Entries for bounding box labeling
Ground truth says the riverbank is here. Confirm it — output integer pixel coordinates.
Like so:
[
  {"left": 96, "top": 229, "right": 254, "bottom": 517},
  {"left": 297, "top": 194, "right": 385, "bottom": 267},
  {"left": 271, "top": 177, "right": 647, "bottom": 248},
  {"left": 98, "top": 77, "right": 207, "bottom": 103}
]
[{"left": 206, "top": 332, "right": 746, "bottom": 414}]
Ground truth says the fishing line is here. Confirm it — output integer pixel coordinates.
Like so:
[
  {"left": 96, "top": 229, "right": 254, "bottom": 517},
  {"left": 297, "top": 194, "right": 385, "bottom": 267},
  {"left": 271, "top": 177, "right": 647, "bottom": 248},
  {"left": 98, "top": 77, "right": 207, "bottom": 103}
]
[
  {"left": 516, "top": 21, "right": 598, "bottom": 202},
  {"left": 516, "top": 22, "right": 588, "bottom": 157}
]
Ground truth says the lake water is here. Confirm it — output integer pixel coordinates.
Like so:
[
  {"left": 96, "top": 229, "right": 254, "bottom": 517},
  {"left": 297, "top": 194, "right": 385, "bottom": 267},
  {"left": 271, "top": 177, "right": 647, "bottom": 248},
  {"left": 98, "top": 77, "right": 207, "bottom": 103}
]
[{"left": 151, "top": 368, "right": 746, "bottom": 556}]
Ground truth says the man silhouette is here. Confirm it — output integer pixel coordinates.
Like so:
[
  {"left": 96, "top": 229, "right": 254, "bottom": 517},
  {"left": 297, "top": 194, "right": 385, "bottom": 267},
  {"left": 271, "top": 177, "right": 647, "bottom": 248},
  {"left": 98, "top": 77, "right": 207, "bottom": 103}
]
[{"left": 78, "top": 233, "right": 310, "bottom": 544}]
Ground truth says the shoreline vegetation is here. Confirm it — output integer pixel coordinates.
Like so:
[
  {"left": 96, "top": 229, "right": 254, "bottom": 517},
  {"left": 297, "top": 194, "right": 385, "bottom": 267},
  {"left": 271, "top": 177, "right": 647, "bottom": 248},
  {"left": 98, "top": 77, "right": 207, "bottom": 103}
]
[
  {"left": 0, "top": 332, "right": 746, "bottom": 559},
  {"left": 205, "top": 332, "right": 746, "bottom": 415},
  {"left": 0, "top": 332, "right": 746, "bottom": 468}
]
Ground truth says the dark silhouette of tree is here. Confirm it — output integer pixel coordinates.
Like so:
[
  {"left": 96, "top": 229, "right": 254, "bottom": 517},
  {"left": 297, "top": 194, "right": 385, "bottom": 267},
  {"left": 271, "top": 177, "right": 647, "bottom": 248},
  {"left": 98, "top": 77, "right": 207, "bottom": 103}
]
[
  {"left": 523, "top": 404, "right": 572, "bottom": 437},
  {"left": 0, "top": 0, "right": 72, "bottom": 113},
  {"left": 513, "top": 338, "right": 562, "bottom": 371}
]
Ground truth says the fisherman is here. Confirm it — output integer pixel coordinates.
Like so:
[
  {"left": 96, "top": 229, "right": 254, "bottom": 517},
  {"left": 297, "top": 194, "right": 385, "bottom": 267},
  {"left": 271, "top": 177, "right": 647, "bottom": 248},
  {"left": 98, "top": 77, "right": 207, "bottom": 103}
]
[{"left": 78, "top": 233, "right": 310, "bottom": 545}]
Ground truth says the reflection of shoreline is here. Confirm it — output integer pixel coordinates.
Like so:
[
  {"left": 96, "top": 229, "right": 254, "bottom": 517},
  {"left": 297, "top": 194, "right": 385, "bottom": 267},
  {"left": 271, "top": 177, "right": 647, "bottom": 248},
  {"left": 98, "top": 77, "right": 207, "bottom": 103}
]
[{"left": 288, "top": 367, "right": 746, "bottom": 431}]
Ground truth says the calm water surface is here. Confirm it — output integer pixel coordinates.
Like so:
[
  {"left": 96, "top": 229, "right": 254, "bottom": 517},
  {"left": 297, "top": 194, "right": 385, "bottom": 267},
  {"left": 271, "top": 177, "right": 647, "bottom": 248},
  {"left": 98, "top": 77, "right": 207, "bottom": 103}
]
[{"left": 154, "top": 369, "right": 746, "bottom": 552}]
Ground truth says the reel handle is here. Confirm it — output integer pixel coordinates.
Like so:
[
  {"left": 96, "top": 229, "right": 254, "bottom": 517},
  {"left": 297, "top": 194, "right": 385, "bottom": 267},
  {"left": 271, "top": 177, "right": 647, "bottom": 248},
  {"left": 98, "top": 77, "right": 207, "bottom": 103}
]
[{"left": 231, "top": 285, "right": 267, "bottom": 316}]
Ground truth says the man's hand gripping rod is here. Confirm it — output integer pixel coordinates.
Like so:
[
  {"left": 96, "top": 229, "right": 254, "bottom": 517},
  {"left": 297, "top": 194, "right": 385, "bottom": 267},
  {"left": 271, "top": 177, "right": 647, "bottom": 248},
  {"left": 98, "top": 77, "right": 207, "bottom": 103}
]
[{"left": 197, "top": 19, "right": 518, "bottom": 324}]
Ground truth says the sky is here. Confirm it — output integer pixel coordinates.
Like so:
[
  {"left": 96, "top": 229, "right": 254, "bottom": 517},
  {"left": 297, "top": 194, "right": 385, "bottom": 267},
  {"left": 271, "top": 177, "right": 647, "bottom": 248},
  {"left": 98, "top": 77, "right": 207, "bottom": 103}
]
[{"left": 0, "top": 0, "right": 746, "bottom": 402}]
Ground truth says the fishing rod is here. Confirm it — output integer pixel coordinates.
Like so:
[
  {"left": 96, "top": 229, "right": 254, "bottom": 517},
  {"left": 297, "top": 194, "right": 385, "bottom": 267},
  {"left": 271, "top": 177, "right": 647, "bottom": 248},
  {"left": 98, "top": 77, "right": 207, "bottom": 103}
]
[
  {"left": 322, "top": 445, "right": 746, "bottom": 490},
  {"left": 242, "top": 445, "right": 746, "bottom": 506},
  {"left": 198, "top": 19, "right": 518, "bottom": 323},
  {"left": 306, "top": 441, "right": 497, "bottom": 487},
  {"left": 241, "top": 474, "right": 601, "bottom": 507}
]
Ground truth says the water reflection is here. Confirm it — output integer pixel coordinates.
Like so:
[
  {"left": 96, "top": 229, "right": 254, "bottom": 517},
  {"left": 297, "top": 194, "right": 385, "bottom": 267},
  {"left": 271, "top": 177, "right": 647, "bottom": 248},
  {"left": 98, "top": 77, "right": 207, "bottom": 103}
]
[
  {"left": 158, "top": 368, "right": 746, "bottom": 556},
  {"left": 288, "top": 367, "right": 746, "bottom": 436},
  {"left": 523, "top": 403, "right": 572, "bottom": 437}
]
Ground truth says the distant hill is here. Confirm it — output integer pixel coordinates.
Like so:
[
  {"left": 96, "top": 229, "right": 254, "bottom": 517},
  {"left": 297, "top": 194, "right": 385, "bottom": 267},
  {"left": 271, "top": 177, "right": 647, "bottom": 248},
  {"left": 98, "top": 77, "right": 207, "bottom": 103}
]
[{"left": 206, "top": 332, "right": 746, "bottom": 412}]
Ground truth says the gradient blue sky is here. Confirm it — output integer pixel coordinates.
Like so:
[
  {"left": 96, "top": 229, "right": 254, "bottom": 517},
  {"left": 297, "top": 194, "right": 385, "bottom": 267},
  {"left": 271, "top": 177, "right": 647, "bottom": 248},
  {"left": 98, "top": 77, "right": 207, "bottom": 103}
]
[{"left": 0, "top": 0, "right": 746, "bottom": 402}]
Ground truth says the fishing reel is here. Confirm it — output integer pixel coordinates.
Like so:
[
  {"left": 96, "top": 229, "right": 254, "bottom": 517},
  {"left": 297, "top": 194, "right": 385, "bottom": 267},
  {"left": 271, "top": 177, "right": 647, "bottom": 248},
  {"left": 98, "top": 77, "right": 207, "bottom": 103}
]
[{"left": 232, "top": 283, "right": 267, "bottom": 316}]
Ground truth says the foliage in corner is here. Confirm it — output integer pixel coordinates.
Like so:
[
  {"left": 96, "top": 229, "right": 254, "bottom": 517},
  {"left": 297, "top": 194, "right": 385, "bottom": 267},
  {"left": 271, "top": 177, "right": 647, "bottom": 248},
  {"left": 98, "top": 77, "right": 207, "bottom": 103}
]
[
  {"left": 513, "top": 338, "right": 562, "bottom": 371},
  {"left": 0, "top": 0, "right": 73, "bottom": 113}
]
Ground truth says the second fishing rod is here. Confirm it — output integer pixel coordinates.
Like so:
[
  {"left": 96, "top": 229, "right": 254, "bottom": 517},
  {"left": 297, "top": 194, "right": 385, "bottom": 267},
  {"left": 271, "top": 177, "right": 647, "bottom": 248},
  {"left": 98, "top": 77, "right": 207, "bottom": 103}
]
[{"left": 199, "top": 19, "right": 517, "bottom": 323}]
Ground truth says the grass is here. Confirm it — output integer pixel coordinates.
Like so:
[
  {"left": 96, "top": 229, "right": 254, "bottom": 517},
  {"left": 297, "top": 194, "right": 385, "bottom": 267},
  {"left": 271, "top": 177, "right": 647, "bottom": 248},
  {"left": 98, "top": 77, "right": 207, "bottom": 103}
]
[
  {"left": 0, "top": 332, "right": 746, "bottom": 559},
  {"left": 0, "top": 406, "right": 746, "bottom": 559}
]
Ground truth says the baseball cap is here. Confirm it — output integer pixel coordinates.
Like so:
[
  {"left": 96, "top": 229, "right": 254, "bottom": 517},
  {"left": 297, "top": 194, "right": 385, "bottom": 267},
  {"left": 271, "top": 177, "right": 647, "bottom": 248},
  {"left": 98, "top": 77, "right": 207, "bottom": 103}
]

#### WHAT THE EXERCISE ASKS:
Reproduce the lines of the listing from the line containing "Ground truth says the grass" through the end of the listing, both included, along with the requests, and offset every pixel coordinate in the answers by 145. Leave the coordinates in the requests and their format samples unchanged.

#### THE RESULT:
Ground truth says the grass is here. Confirm it — output integer pixel coordinates.
Like so:
[
  {"left": 96, "top": 229, "right": 254, "bottom": 517},
  {"left": 297, "top": 194, "right": 385, "bottom": 267},
  {"left": 271, "top": 177, "right": 647, "bottom": 248},
  {"left": 98, "top": 77, "right": 207, "bottom": 103}
]
[
  {"left": 145, "top": 477, "right": 891, "bottom": 704},
  {"left": 145, "top": 551, "right": 891, "bottom": 704}
]
Ground truth says the baseball cap is here. Confirm it — output integer pixel coordinates.
Like so:
[
  {"left": 96, "top": 229, "right": 254, "bottom": 517},
  {"left": 297, "top": 194, "right": 385, "bottom": 267},
  {"left": 271, "top": 177, "right": 647, "bottom": 248},
  {"left": 98, "top": 77, "right": 207, "bottom": 103}
]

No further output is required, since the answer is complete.